** START OF Excerpted passage **

The saying that “Marketing is too important to be left to the marketing people” is attributed to David Packard, one of the founders of Hewlett-Packard. This is especially true in light of Peter Drucker’s assertion that “the purpose of a business is to generate new customers, and only two functions do that, marketing and innovation.”[1] As someone majoring in “Strategic Management and Innovation” under the majestic banner of the SI Academy here at Tippie, this is of course delightful music to my ears.  If it is good enough for the likes of Dave and Pete, it is good enough for A.J. (By the by, the unofficial slogan of the Strategic Innovation is It’s Better Here…It’s Better Here.)

From the vantage point of a former participant in the TV business (I’ve since regressed to the College Radio business, albeit temporarily), the potential synergies between marketing and innovation should be the guiding light for that industry, especially given the explosion of value creation in such businesses as Netflix and other streaming video services. Apple and Google are trying to crack that nut as well, and for good reason given the number of potential eyeballs on the ever-expanding and changing World Wide Web. As traditional cable customers continue to “cut the cord,” they will gravitate to some other place, right?

** END OF Excerpted passage **
** START OF Data excerpts **

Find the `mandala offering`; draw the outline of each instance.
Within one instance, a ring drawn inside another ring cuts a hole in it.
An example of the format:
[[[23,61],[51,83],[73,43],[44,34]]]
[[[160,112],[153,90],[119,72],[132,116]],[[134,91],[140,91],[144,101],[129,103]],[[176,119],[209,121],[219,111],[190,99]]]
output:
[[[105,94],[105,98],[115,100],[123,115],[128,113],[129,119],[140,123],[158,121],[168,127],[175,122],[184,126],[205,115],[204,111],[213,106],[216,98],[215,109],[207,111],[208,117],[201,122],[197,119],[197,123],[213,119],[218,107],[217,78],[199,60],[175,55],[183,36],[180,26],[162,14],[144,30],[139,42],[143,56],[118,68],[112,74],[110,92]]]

** END OF Data excerpts **

• **Work to complete**:
Quote in full, word for word, the passage above on marketing and innovation.

• **Correct output**:
The saying that “Marketing is too important to be left to the marketing people” is attributed to David Packard, one of the founders of Hewlett-Packard. This is especially true in light of Peter Drucker’s assertion that “the purpose of a business is to generate new customers, and only two functions do that, marketing and innovation.”[1] As someone majoring in “Strategic Management and Innovation” under the majestic banner of the SI Academy here at Tippie, this is of course delightful music to my ears.  If it is good enough for the likes of Dave and Pete, it is good enough for A.J. (By the by, the unofficial slogan of the Strategic Innovation is It’s Better Here…It’s Better Here.)

From the vantage point of a former participant in the TV business (I’ve since regressed to the College Radio business, albeit temporarily), the potential synergies between marketing and innovation should be the guiding light for that industry, especially given the explosion of value creation in such businesses as Netflix and other streaming video services. Apple and Google are trying to crack that nut as well, and for good reason given the number of potential eyeballs on the ever-expanding and changing World Wide Web. As traditional cable customers continue to “cut the cord,” they will gravitate to some other place, right?